### Material to process

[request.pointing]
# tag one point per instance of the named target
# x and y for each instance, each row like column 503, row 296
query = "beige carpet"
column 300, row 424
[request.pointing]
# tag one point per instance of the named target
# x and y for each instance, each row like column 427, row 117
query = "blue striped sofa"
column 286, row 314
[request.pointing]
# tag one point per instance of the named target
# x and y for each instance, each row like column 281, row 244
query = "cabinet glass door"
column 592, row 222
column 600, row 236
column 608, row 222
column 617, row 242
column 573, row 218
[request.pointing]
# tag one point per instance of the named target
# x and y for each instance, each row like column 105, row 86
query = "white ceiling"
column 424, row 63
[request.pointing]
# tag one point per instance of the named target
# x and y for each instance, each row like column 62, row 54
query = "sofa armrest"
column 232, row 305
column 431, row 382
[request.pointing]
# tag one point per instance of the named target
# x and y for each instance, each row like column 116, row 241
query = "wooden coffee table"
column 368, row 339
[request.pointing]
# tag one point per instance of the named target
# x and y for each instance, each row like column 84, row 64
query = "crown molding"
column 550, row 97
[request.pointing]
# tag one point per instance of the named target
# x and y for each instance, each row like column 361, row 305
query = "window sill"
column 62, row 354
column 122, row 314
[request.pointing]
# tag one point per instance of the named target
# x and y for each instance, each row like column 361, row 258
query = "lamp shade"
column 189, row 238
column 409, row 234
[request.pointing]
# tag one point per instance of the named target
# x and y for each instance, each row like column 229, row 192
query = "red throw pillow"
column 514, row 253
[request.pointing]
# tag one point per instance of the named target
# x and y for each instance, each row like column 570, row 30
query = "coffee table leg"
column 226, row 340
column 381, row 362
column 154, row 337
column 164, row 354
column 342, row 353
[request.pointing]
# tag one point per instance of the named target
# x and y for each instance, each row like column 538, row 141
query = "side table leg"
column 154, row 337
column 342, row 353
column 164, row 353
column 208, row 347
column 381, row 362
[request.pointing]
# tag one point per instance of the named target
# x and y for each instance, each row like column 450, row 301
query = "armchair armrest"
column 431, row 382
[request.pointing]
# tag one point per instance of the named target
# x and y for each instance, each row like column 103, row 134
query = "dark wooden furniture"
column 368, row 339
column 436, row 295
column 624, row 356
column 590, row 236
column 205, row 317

---

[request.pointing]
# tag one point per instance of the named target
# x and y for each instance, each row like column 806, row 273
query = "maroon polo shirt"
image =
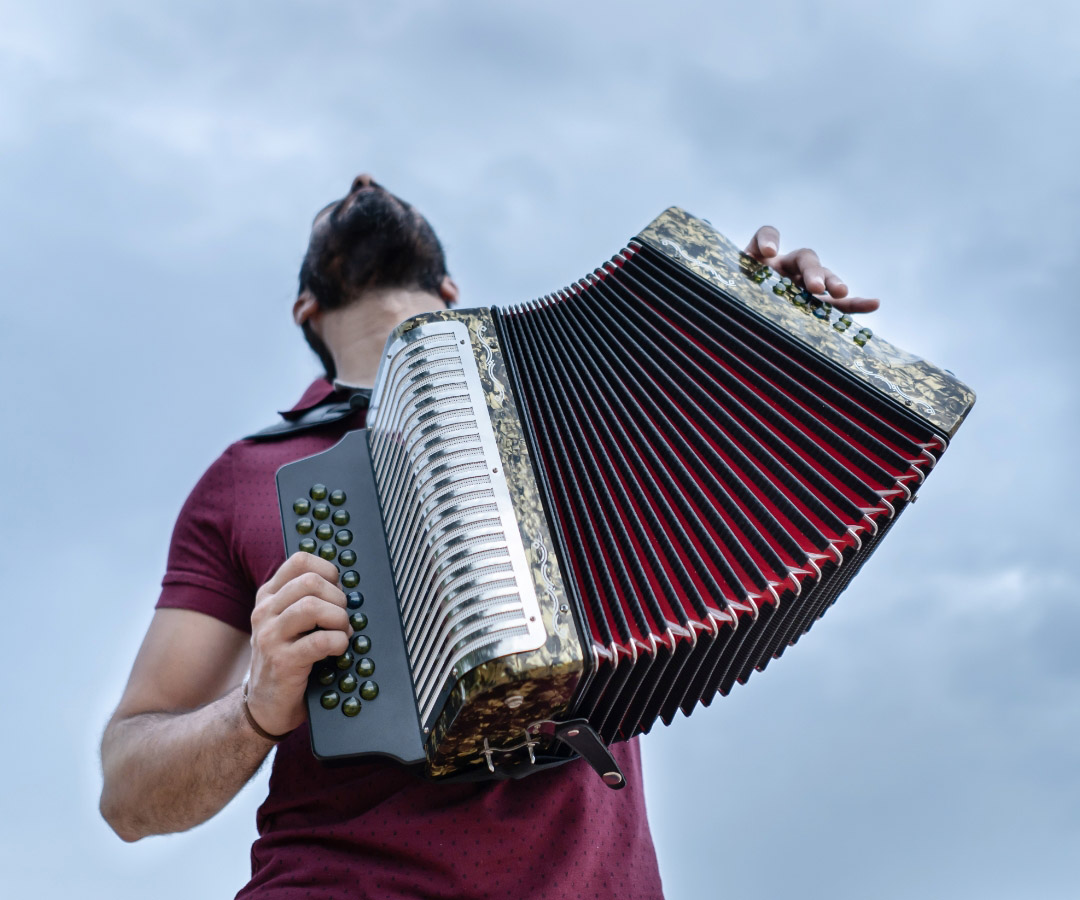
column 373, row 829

### Aim of the exercise
Pick out each line in the rows above that contains the word "sofa", and copy those lines.

### Response
query = "blue striped sofa"
query = "sofa armrest"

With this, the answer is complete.